## ASSIGNMENT A
What was the median age in 2000, according to the demographics passage?
## ASSIGNMENT B
Extract the part of the demographics passage starting with "In 2000, 13.9%" and going on through "were 103.9 males.", copying it word for word.
## ASSIGNMENT C
Continue the demographics passage from where it stops, not the listing.

In 2009, 16.7% of households had children under the age of 18 living with them, 61.2% were married couples living together, 4.1% had a female householder with no husband present, and 32.5% were non-families. 27.1% of all households were made up of individuals, and 11.6% had someone living alone who was 65 years of age or older. The average household size was 2.15 and the average family size was 2.55.

As of 2000, the population density was 929.4 inhabitants per square mile (358.8/km^{2}). There were 31,716 housing units at an average density of 661.1 /sqmi.

In 2000, 13.9% of residents were under the age of 18, 5.9% from 18 to 24, 19.8% from 25 to 44, 28.8% from 45 to 64, and 31.7% were 65 years of age or older. The median age was 54 years. For every 100 females, there were 104.6 males. For every 100 females aged 18 and over, there were 103.9 males.

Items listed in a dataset
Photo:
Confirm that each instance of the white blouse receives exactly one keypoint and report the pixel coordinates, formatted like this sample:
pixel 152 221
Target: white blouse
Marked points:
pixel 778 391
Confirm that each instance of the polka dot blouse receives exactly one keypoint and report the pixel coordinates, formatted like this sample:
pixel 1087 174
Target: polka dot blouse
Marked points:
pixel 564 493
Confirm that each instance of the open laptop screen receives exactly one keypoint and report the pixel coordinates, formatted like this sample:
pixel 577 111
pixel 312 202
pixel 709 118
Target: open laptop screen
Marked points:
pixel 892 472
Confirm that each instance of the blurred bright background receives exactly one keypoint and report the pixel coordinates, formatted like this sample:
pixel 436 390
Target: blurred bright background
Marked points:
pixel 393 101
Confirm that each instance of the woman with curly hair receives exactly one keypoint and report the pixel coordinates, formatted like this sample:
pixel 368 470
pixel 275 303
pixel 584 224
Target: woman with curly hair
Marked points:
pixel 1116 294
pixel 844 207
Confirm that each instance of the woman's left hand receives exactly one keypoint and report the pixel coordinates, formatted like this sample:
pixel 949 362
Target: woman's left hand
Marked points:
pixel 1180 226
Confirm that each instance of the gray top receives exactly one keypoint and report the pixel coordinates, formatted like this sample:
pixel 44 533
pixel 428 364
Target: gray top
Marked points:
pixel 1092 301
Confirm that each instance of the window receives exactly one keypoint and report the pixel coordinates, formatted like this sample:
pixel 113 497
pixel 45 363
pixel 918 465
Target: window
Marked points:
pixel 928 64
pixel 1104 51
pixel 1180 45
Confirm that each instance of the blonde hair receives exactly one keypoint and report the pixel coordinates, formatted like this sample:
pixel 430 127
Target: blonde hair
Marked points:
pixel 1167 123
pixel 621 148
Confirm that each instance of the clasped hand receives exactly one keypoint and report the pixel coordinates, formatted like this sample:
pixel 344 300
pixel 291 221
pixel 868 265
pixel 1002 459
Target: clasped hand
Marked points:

## REPLY A
54 years

## REPLY B
In 2000, 13.9% of residents were under the age of 18, 5.9% from 18 to 24, 19.8% from 25 to 44, 28.8% from 45 to 64, and 31.7% were 65 years of age or older. The median age was 54 years. For every 100 females, there were 104.6 males. For every 100 females aged 18 and over, there were 103.9 males.

## REPLY C
==Arts and culture==
Bonita Springs has institutions like the Centers for the Arts Bonita Springs, which offers art classes, exhibitions, and performances. The city hosts several annual events, including the Celebrate Bonita festival and various arts and craft fairs.

The Bonita Springs Historical Society offers walking tours that highlight the city’s historic sites, including the Liles Hotel and the Bonita Springs Elementary School. These tours offer insights into the area's history and its evolution over time.

Public art is an integral part of the city's cultural landscape, with numerous sculptures and murals adorning public spaces. The Everglades Wonder Gardens, a historic attraction, continues to draw visitors with its botanical garden and wildlife exhibits.

==Education==
Bonita Springs is served by the Lee County School District.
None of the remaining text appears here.